• [Zadania do wykonania]:
• 1. Przetłumacz na angielski to zdanie z tekstu o pozyskiwaniu wody z powietrza: „Wszystkie te składniki są łatwo dostępne i tanie (wykorzystywane są na przykład w przemyśle spożywczym).”
• 2. Kontynuuj tekst o pozyskiwaniu wody z powietrza od miejsca, w którym się urywa.

• [Udostępniony fragment]:
Naukowcy od lat szukali materiałów, które będą pochłaniać parę wodną i z których będzie można ją odzyskać. Bardzo skuteczne okazały się kompleksy metaloorganiczne (tak zwane MOF-y, od metal-organic framework), połączenia organicznych molekuł z atomami metali. Związek pochłaniający parę wodną opisywali naukowcy w „Science” już 2014 roku.

Niestety wymagał dość drogiego metalu, cyrkonu. Pięć lat później ci sami badacze (pod kierunkiem Omara Yaghiego, chemika z University of California w Berkeley) odkryli, że tak samo działa MOF zawierający atomy taniego glinu.

W maju 2022 roku okazało się też, że znacznie lepiej pochłania wodę inny materiał powstały z hydroksypropylcelulozy i gumy konjakowej z dodatkiem chlorku litu. Wszystkie te składniki są łatwo dostępne i tanie (wykorzystywane są na przykład w przemyśle spożywczym). Koszt produkcji kilograma takiego materiału nie przekracza dwóch dolarów. Może pochłonąć z powietrza na dobę nawet 13 litrów wody, którą można łatwo odzyskać.

Tona takiej mieszaniny pozwoliłaby produkować z powietrza 13 tysięcy litrów wody na dobę. Aż dziw bierze, że ten sposób nie przyjął się jeszcze w Andaluzji, Algierii i Arizonie. Pola uprawne mogłyby się podlewać same.

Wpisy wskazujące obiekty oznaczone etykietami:
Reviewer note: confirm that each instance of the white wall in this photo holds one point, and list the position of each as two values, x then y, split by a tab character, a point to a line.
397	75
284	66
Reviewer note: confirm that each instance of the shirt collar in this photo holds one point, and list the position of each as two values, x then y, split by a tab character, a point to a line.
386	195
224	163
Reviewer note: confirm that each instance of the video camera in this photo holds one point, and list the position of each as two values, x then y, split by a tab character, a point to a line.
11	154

* * *

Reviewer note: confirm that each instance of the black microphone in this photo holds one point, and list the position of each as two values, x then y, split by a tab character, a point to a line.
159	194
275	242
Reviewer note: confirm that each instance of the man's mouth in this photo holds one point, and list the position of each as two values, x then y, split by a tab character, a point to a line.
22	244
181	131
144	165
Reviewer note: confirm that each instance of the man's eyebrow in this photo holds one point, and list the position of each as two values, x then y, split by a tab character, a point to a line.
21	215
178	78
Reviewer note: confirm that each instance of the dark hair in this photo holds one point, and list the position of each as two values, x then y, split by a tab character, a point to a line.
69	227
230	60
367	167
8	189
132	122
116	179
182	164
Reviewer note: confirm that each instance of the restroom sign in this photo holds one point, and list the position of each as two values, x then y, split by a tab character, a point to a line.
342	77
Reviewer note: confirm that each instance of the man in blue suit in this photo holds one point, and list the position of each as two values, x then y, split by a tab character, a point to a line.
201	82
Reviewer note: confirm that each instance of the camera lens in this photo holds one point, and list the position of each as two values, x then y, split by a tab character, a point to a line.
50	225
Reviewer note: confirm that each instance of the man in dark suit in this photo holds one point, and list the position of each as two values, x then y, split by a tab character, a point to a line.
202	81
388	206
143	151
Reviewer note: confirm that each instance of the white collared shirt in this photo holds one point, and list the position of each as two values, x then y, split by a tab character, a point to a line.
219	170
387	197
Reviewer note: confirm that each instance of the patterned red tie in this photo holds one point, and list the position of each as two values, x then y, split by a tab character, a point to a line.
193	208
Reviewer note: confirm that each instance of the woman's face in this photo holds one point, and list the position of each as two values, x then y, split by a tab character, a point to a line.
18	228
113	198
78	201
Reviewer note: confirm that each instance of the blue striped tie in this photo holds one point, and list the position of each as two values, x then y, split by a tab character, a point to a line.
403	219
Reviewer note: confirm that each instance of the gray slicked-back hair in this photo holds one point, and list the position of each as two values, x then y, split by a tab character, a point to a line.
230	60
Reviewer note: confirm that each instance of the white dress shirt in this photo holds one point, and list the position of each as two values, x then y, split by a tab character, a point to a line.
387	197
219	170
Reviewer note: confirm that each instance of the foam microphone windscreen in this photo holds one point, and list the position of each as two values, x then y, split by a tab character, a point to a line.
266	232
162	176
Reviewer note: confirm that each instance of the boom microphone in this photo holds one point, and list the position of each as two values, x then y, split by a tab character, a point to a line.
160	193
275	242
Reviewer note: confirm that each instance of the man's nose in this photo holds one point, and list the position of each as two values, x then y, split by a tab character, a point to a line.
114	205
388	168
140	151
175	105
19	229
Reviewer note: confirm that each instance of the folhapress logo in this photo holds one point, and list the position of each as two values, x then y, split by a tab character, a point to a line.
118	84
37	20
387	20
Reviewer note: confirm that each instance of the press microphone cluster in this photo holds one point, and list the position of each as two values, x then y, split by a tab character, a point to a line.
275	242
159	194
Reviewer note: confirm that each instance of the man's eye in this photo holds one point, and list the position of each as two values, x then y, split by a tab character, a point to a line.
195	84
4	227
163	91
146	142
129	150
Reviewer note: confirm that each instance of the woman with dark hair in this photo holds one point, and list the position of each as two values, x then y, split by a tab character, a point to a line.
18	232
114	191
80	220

...

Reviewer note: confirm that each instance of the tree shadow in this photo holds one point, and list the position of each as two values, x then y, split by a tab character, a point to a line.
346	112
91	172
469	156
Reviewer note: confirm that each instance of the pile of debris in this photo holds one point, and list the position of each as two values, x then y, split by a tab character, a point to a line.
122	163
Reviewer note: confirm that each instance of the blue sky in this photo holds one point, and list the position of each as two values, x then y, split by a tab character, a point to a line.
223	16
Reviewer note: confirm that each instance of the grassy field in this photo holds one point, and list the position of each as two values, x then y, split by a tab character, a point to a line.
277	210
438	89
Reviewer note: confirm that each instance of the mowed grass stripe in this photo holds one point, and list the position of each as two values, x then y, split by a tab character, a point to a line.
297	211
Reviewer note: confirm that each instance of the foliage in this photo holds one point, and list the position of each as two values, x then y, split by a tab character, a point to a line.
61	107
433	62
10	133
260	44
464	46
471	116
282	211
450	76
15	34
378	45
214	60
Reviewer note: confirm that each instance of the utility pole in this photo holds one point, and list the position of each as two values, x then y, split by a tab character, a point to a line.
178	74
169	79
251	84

• [Odpowiedzi pisemne]:
• 1. All of these ingredients are readily available and inexpensive (they are used, for example, in the food industry).

• 2.
Chłodzenie bez prądu

Globalne ocieplenie oznacza też więcej uciążliwych upałów. Temperatury w miastach latem już dziś bywają nie do zniesienia. Niestety klimatyzatory zużywają całkiem sporo prądu. I oddają ciepło do otoczenia, więc chłodzą wnętrza, a otoczenie tylko podgrzewają.

Ciepłe obiekty emitują część energii (zwanej cieplną) w postaci promieniowania podczerwonego. Większość tego ciepła niestety zatrzymuje atmosfera (pochłaniają je głównie cząsteczki pary wodnej), przepuszcza jednak pewien wąski zakres tego promieniowania w kosmos. A kosmiczna próżnia, ze względu na bardzo niską temperaturę (około 250 stopni Celsjusza poniżej zera) jest znakomitym odbiornikiem ciepła.

A gdyby istniał materiał, który przetwarza szeroki zakres promieniowania podczerwonego, emitowanego na przykład przez nagrzany budynek, na ten wąski zakres, który ucieknie w kosmiczną przestrzeń?

Inżynierowie szukali i znaleźli kilka takich sposobów. Pierwsze z nich były skomplikowanymi lustrami pokrytymi warstwami drogich metali. Jednym z przełomów było odkrycie, że taką własność ma polietylenowa folia, w której zatopione zostaną mikroskopijne szklane granulki.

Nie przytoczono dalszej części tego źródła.